» **Goal**
Below is some data. Copy out each line of it that contains the string "pavement".
+-------+
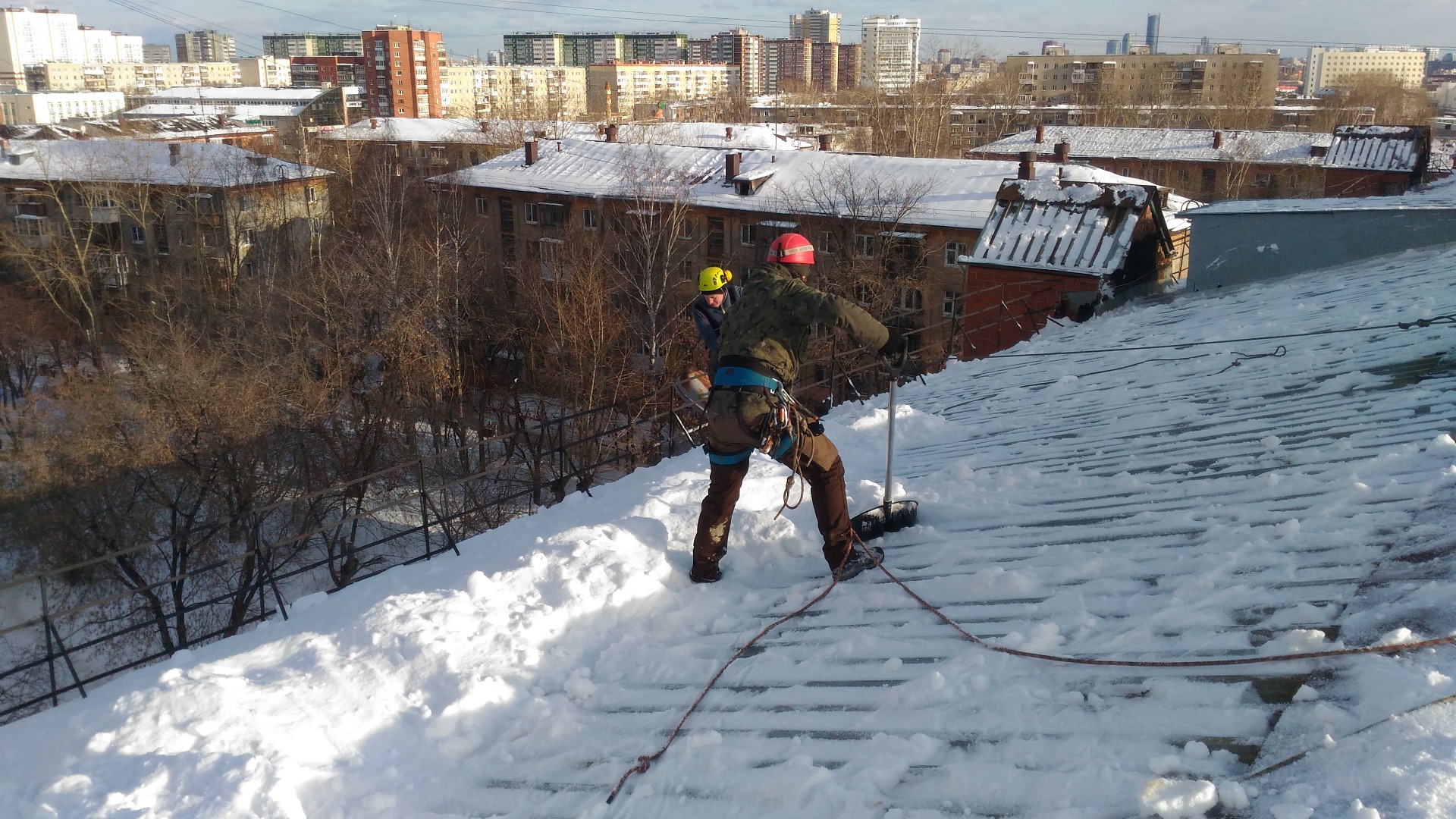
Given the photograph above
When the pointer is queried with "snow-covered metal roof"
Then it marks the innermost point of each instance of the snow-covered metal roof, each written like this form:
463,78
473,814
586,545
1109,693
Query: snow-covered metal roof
1069,228
513,131
948,193
1188,145
1378,148
137,162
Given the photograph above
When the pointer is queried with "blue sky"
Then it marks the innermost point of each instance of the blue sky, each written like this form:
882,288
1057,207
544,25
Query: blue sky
1001,28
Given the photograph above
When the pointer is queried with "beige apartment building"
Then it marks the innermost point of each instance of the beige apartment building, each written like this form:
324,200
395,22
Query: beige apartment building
1337,67
130,77
514,93
1147,79
631,91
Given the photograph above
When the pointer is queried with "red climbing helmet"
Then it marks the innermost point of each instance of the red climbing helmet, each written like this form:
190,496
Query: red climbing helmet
791,248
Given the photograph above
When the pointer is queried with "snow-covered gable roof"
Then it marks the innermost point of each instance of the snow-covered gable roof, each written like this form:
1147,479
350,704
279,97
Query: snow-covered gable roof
1188,145
137,162
1069,228
946,193
1378,148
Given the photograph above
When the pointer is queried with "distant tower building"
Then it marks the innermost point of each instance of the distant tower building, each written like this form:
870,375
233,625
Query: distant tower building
414,89
892,52
817,25
206,47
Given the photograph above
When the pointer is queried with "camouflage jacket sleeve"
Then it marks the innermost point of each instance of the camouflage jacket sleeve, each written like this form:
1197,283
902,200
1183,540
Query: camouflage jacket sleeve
835,311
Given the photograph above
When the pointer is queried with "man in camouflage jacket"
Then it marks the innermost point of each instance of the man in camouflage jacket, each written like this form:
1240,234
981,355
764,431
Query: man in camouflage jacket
761,347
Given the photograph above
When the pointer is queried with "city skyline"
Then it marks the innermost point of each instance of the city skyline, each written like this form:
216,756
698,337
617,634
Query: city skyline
478,25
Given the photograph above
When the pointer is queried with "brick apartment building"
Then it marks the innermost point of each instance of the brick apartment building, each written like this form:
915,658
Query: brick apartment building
402,72
153,207
897,249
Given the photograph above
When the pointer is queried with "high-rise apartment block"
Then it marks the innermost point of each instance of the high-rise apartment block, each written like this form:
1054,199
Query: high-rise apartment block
817,25
402,72
31,38
582,50
788,64
892,52
631,89
312,44
206,46
1337,67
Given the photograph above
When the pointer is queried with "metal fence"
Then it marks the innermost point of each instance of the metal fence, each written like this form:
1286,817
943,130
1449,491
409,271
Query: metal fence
85,623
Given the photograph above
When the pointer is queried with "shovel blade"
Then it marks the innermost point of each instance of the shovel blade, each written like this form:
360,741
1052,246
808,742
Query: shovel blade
889,518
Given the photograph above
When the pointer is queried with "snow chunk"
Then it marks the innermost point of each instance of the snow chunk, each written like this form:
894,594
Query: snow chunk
1178,799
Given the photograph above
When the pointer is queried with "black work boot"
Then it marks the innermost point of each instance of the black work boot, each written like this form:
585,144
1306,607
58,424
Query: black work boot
861,561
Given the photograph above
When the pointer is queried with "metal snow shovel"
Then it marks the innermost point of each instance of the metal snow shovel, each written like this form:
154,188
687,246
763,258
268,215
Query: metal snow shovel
889,516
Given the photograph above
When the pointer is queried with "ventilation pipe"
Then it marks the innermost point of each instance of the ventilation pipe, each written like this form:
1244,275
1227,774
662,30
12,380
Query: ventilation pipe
733,165
1028,165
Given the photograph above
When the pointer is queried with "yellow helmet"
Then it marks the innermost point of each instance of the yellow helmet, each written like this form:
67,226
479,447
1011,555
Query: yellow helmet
714,279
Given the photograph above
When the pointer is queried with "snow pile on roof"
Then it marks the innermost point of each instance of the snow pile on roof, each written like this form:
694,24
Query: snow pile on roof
1082,228
1190,145
949,193
1376,148
1138,503
1438,196
206,165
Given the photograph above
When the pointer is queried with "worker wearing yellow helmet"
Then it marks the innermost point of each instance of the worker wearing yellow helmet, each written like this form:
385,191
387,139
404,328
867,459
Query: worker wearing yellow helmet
712,302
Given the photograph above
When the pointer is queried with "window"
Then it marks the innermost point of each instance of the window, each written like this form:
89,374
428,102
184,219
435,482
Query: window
507,215
952,306
551,215
952,253
717,237
909,299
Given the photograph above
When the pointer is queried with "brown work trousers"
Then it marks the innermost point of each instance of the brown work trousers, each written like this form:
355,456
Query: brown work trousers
736,422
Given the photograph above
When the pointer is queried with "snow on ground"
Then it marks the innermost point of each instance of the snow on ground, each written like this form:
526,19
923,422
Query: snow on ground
1147,504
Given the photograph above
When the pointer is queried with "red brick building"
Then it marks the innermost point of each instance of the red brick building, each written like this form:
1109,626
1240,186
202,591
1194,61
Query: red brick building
402,72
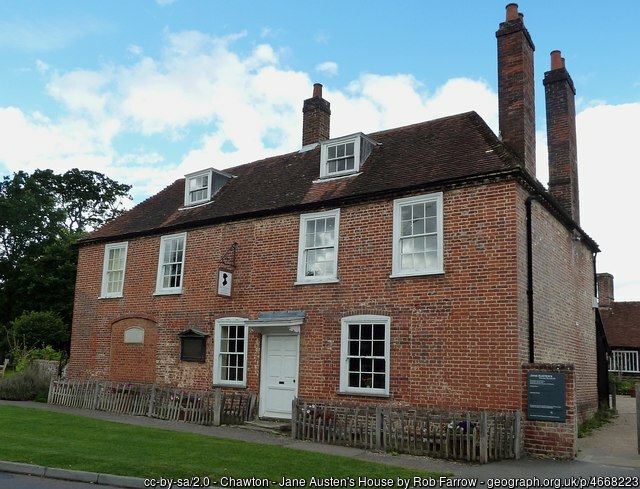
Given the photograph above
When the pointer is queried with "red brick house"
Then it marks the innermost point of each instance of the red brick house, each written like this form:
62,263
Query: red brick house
621,322
422,265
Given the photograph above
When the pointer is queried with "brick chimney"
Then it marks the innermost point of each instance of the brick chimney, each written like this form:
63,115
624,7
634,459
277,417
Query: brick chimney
605,289
516,92
316,116
561,136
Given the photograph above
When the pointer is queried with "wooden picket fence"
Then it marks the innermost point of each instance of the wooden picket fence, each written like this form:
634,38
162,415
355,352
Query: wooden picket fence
198,407
469,436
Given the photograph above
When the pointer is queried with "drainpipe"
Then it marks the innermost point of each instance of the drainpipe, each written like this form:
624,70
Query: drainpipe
528,204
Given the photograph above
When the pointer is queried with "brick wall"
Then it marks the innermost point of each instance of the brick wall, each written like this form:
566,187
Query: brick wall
547,439
456,338
563,291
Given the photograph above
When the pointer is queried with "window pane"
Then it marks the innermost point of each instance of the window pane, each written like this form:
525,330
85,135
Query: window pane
231,359
366,361
431,224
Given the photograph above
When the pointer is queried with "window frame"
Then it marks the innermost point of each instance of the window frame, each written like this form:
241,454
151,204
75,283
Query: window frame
104,293
302,278
187,191
324,155
345,323
160,289
217,353
398,204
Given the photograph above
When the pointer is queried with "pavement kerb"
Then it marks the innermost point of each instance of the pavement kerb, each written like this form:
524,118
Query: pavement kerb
72,475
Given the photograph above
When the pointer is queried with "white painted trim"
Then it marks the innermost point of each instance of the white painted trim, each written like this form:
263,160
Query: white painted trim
219,323
159,277
301,278
107,248
344,348
263,369
191,176
397,220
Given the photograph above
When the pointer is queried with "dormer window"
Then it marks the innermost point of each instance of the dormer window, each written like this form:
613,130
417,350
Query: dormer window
344,156
340,158
200,187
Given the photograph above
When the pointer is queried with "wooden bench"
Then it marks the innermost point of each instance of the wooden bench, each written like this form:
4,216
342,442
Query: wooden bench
3,367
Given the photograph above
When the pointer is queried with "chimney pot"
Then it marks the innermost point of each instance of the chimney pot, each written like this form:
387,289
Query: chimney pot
516,88
561,136
512,12
557,61
316,114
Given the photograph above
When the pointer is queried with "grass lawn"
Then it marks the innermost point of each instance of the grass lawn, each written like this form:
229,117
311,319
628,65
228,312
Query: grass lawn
74,442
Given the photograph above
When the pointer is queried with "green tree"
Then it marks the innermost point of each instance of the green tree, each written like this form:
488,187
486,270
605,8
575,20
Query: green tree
37,329
41,217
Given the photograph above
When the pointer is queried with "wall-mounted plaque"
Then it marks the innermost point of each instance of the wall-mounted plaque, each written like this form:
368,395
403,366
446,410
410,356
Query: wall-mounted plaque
225,281
546,396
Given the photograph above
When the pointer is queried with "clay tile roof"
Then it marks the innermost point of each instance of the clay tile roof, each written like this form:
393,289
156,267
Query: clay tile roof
622,324
412,157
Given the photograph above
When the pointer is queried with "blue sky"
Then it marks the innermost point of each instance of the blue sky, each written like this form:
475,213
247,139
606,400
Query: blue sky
147,91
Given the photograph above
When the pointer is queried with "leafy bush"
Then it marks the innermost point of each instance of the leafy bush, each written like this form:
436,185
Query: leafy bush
28,385
24,358
39,328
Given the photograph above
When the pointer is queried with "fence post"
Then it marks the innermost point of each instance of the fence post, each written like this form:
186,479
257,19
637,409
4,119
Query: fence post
217,407
96,393
379,428
637,387
613,387
518,440
484,438
152,401
294,417
50,395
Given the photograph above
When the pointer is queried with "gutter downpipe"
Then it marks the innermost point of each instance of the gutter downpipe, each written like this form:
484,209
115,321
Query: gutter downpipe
528,203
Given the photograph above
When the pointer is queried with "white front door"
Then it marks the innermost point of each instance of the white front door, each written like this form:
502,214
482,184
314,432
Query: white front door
279,377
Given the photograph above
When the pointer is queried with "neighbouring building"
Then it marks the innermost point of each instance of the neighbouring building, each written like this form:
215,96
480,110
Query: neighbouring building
422,265
622,324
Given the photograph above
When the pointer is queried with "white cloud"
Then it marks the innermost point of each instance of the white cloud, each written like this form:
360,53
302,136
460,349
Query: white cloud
375,102
81,91
222,108
328,68
609,160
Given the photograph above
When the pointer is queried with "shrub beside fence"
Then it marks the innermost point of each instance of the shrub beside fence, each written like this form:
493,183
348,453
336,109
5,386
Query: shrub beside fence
198,407
471,436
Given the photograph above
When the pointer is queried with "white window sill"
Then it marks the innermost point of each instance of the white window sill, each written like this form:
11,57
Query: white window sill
417,274
363,393
314,282
332,177
168,292
228,384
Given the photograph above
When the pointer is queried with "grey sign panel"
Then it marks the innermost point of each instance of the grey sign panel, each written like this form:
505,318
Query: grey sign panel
546,396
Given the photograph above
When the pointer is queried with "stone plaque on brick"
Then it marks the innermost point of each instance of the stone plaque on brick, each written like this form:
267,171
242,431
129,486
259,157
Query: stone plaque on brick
546,396
225,281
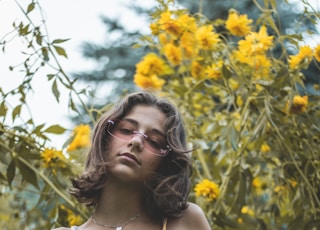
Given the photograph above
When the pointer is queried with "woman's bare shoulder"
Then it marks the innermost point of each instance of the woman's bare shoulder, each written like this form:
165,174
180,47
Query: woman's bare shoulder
192,218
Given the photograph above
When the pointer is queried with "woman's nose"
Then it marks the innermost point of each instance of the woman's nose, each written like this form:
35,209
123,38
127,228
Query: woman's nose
137,142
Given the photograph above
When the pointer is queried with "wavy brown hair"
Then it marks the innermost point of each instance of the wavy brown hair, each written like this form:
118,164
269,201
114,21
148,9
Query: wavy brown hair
167,191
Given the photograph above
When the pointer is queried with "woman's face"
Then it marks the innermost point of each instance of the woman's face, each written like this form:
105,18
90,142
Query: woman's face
134,158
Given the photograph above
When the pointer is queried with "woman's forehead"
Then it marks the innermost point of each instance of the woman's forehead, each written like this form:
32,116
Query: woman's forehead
147,117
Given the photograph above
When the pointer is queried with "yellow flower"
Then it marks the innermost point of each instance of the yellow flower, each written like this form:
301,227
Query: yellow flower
173,54
187,23
259,185
265,148
206,38
303,58
155,30
317,53
188,44
214,71
299,105
81,137
169,25
256,43
73,220
197,70
208,189
148,82
238,25
233,84
52,158
247,210
151,64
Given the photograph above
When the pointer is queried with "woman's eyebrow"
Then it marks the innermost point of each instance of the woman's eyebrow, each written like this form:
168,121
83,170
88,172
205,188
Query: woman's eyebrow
153,130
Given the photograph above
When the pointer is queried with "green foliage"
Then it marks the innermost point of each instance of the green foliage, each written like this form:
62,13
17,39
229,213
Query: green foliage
255,127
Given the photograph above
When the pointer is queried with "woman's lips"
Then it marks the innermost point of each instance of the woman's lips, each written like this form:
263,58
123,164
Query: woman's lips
131,156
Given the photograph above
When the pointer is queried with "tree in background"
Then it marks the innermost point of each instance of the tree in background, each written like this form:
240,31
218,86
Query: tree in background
118,56
253,123
247,110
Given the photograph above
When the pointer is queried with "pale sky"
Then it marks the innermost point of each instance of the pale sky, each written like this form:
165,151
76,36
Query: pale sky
78,20
75,19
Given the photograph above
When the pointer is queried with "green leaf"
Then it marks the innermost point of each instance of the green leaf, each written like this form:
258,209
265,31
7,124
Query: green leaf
61,51
30,7
11,171
16,112
3,109
56,129
28,174
55,90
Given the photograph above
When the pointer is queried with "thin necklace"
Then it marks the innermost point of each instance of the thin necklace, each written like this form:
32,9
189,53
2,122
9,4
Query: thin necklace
113,226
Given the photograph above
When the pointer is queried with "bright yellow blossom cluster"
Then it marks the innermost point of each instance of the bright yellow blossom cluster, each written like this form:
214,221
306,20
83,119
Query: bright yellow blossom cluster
303,58
148,70
264,148
208,189
73,220
252,51
52,158
238,25
298,105
81,137
185,43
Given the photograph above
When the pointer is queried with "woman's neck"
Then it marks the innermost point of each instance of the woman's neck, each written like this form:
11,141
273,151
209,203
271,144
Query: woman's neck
119,202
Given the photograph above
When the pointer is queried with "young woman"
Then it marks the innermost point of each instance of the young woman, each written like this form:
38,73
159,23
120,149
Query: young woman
137,174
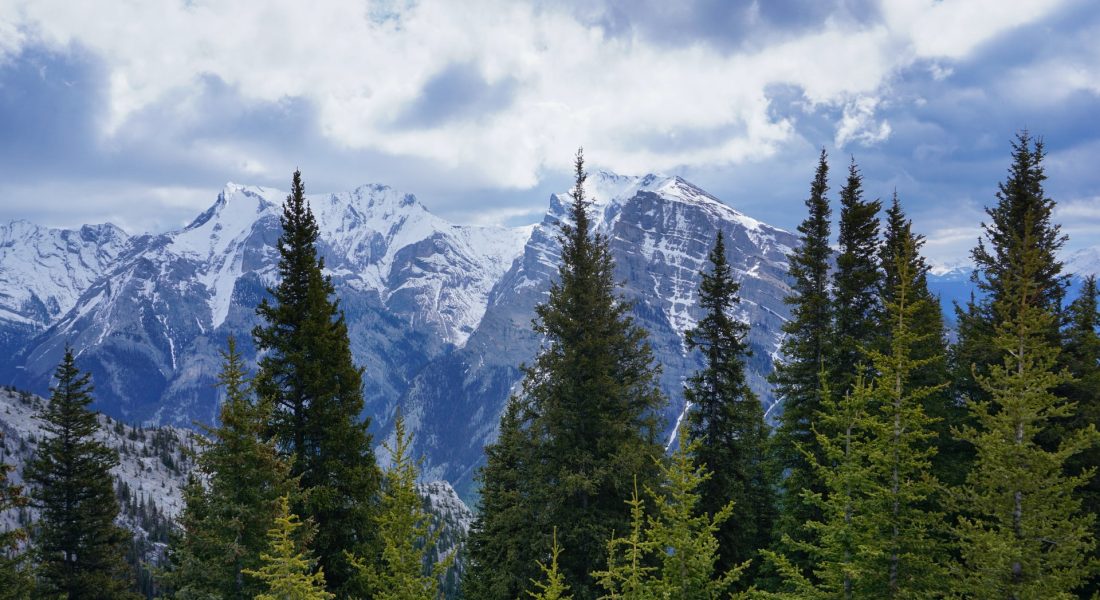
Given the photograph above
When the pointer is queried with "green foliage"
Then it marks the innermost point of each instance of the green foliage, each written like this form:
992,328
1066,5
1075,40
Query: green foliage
+-------+
» **Exercise answer**
When the pointer is queried with "pavement kerb"
Then it marks the innermost point of each instance of the pavement kerb, each written like this form:
Query: pavement kerb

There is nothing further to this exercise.